Task requirements
**a)** Decide whether each statement agrees with the palliative care study description: (i) pastoral care staff were among those invited to take part; (ii) the study was carried out in a public hospital; (iii) five focus groups were held. Answer each with yes or no and quote the deciding words.
**b)** Extend the palliative care study description beyond its last sentence.

The primary aim of this study was to investigate hospital staff perspectives and experiences regarding palliative care provision. Secondary aims were to assess staff views about death and dying, their awareness of common causes of death in Australia and their assessment of which patients most warrant a palliative care approach.
All medical, nursing, allied health and pastoral care staff working in a large private hospital in Perth, Western Australia were invited to complete a combined quantitative and qualitative survey. The validated survey tool, previously used in other healthcare settings, used a combination of Likert-type scales and open ended questions. Descriptive statistics and intergroup comparisons were made for all quantifiable variables, while formal content analysis was used for text responses. In addition, four focus groups were held across different hospital areas allowing for more detailed discussion of the provision of palliative care.

Excerpted data
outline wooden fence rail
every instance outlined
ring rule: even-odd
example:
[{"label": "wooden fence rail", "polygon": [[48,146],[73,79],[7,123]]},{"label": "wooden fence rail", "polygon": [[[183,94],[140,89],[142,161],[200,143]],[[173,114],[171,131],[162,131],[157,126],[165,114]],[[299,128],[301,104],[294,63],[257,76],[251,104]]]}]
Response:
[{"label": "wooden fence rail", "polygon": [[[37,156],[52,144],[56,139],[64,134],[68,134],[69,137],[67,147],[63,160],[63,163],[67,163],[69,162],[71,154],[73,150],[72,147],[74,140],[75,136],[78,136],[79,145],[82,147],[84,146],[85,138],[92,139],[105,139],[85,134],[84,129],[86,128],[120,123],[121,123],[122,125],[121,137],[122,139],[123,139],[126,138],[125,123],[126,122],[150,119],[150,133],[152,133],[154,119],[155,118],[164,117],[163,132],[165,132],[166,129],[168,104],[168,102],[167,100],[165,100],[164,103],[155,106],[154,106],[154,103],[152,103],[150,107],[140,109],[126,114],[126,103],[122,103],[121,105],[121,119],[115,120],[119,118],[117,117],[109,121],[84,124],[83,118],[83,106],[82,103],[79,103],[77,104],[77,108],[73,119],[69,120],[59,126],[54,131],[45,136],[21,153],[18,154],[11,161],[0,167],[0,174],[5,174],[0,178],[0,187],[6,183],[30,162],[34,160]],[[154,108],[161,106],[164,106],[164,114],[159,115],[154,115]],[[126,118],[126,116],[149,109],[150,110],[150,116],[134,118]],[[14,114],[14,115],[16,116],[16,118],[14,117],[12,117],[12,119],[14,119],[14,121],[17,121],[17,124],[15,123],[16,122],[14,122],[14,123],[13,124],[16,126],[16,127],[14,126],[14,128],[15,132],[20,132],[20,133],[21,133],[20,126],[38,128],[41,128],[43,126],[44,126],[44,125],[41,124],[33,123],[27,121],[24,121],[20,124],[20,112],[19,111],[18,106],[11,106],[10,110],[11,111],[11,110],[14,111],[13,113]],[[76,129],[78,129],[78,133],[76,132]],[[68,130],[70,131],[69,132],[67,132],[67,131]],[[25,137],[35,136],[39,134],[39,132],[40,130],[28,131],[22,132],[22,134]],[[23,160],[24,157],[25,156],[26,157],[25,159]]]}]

Responses
**a)**
(i) Yes: "All medical, nursing, allied health and pastoral care staff"
(ii) No: "a large private hospital in Perth, Western Australia"
(iii) No: "four focus groups were held across different hospital areas"

**b)**
We had a pleasing 51% response rate (N = 302) with most staff reporting only working knowledge of palliative care but clinical proficiency in symptom control. Confidence in palliative care provision was lower amongst nursing than medical staff but educational needs were similar. Cancer diagnoses were consistently overestimated, and dementia and chronic obstructive pulmonary disease underestimated, as the most common causes of death.
Our study suggests that although clinical staff expressed confidence regarding symptom management in palliative care, they lacked understanding of the patients in whom a palliative approach could be applied and sought further education in areas such as end-of-life communication and ethical issues. Specific training and clinical interventions in palliative care provision would seem to be needed and justified.